TASK BRIEF: Copy out all of the material exactly.
◇ ◇ ◇ ◇ ◇
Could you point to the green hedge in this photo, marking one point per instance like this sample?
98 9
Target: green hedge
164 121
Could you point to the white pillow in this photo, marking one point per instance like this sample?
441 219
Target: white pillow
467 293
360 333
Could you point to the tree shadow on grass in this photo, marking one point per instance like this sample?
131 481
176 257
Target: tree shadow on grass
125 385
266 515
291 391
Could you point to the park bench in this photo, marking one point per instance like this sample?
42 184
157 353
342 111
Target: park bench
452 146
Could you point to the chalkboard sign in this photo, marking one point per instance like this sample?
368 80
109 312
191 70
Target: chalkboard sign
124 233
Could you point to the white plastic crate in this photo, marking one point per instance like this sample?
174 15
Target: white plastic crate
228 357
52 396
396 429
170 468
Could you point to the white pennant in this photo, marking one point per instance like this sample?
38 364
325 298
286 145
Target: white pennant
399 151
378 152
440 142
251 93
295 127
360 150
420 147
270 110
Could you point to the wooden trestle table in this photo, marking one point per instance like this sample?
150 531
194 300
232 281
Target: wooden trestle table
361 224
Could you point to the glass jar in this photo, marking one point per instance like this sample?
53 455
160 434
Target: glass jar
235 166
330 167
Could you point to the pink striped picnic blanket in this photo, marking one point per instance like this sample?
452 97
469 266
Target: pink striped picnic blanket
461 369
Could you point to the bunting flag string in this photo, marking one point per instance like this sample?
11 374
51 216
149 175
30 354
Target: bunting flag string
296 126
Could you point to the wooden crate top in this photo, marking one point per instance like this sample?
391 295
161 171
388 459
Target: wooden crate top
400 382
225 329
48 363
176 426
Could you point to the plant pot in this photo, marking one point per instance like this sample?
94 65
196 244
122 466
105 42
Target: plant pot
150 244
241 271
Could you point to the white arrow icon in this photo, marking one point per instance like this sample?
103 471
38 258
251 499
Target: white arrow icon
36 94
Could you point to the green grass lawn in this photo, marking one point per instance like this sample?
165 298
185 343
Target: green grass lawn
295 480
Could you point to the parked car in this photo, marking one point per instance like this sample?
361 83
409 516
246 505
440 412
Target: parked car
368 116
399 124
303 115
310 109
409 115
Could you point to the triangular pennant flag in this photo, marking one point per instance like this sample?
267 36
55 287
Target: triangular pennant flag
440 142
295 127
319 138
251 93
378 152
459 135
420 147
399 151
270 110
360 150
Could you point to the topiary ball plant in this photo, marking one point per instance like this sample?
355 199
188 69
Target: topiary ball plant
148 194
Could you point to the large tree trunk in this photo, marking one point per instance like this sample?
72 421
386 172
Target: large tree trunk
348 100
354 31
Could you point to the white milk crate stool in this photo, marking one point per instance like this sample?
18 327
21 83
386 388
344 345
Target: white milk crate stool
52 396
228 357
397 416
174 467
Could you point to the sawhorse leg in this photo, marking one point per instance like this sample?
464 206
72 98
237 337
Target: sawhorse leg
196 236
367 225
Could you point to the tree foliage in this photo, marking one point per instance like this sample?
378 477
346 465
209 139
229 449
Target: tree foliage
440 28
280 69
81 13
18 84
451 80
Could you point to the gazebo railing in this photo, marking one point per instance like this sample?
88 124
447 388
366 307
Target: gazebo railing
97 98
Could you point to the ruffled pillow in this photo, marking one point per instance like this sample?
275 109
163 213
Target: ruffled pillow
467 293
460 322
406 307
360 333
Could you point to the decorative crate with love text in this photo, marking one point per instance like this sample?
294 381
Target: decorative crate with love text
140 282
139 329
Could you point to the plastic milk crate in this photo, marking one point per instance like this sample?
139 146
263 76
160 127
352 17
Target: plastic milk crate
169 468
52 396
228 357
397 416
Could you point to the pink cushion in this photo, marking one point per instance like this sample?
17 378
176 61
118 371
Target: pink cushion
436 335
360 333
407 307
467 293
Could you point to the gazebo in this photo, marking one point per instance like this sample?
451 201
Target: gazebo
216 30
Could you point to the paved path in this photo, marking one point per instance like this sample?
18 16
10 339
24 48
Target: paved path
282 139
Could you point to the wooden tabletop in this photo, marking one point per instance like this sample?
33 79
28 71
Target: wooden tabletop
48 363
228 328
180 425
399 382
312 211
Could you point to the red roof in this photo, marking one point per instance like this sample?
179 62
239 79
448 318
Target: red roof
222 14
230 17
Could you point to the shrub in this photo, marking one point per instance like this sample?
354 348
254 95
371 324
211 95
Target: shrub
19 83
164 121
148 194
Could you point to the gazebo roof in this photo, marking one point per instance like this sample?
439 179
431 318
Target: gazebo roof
◇ ◇ ◇ ◇ ◇
WRITTEN REPLY:
Could you point to the green hedge in this photo, marking one point per instance like this sample?
98 9
Target: green hedge
164 121
Could you point to the white pillow in this photo, marking one point per instance like this sample?
441 219
Target: white pillow
467 293
360 333
Could you point to the tree shadow on grass in this photo, marking one point per instance like this sample?
131 481
176 257
Target: tree shadow on grass
125 385
266 515
291 391
Could you point to the park bench in this photo, marking one point per instance like this sample?
42 184
157 353
342 111
Target: park bench
452 146
Could you point to the chalkboard sign in this photo, marking one point per instance like this sample?
368 80
109 312
191 70
Target: chalkboard sign
124 233
Could you point to the white plastic crate in this photo, marking one point per instance like this sample?
174 15
Target: white plastic crate
228 357
52 396
396 429
170 468
Could you point to the white pennant in this photo, marking one point per instance like this sample?
38 364
325 298
286 145
Target: white pennant
399 151
378 152
440 142
251 93
295 127
360 150
420 147
270 110
Could you point to the wooden trestle table in this photo, marking one point per instance like this sample?
150 531
194 300
232 281
Target: wooden trestle table
361 224
Could you point to the glass jar in this photo, marking one point per instance like this sample?
53 455
160 434
Target: glass jar
235 166
330 167
Could you point to the pink striped picnic blanket in this photo, marking one point per instance like this sample?
452 97
469 266
Target: pink striped picnic blanket
461 369
Could you point to the bunting flag string in this photo, marking one point per instance like this sample?
11 374
51 216
149 175
30 354
Target: bunting flag string
296 126
Could you point to the wooden crate top in this photo, marking one point per instance like this sample?
391 295
161 171
388 459
Target: wooden crate top
400 382
225 329
48 363
176 426
Could you point to the plant pot in this photo, marking one point per instance like this sample?
94 65
196 244
122 466
105 42
Target: plant pot
150 244
241 271
Could you point to the white arrow icon in this photo, marking one point per instance like this sample?
103 471
38 258
251 499
Target: white arrow icon
36 94
Could you point to the green grass lawn in this photo, marking one point per instance like this sample?
165 298
185 343
Target: green grass lawn
295 480
Could you point to the parked car in this photo, marking one point per instance like this sample?
361 83
409 516
246 505
440 412
Target: parked car
368 116
399 124
303 115
310 109
409 115
Could you point to the triangular pennant flag in this photo, marking one point per instance like this sample?
267 36
55 287
Target: triangular pennant flag
440 142
295 127
319 138
251 93
378 152
459 135
420 147
399 151
270 110
360 150
Could you point to the topiary ball plant in this photo, marking one point per instance like this sample?
355 199
188 69
Target: topiary ball plant
148 194
Could you point to the large tree trunk in this photo, marking one point per instance like this sample?
72 421
386 172
Target: large tree trunk
348 100
354 31
Could you point to the white milk crate stool in this photo, marking one point per instance like this sample?
18 327
21 83
386 388
344 345
Target: white milk crate stool
52 396
228 357
397 416
174 467
Could you point to the sawhorse leg in this photo, marking one point per instance like this sample?
464 206
72 98
237 337
Target: sawhorse leg
196 236
367 225
Could you point to the tree foliage in this photo, marking one point per instance like this sample?
378 477
346 465
209 139
229 449
Target: tree foliage
440 28
280 69
81 13
18 84
451 80
Could you point to the gazebo railing in this photo, marking one point per instance like this sample?
88 124
447 388
366 307
Target: gazebo railing
97 98
Could you point to the ruffled pillow in this photo, marking one point per instance like this sample?
275 109
163 213
Target: ruffled pillow
467 293
460 322
406 307
360 333
Could you point to the decorative crate with love text in this photo, marking one point per instance like this sample?
294 381
Target: decorative crate with love text
140 282
139 329
Could you point to the plastic milk crate in this photo, marking one point per instance like this sample?
139 146
263 76
160 127
352 17
Target: plastic milk crate
169 468
52 396
228 357
397 416
Could you point to the pink cushion in this photo, marking one point per instance like this sample?
17 378
176 61
118 371
Target: pink cushion
436 335
360 333
407 307
467 293
Could you point to the gazebo in this photo, marking one point per instance like this sample?
451 201
Target: gazebo
216 30
Could you point to the paved path in this photo, marking one point per instance like this sample?
18 16
10 339
24 48
Target: paved path
282 139
Could you point to the wooden tabletop in this photo, marking one point per instance like this sample?
33 79
28 71
Target: wooden tabletop
48 363
228 328
180 425
399 382
312 211
Could you point to the red roof in this photo, marking one point per instance like this sample?
179 62
239 79
448 318
Target: red roof
222 14
230 17
Could you point to the shrub in this photo, marking one point per instance like this sample?
354 348
254 95
371 324
211 95
Target: shrub
19 83
164 121
148 194
Could you point to the gazebo roof in this photo, marking one point per instance like this sample?
439 179
431 318
Target: gazebo roof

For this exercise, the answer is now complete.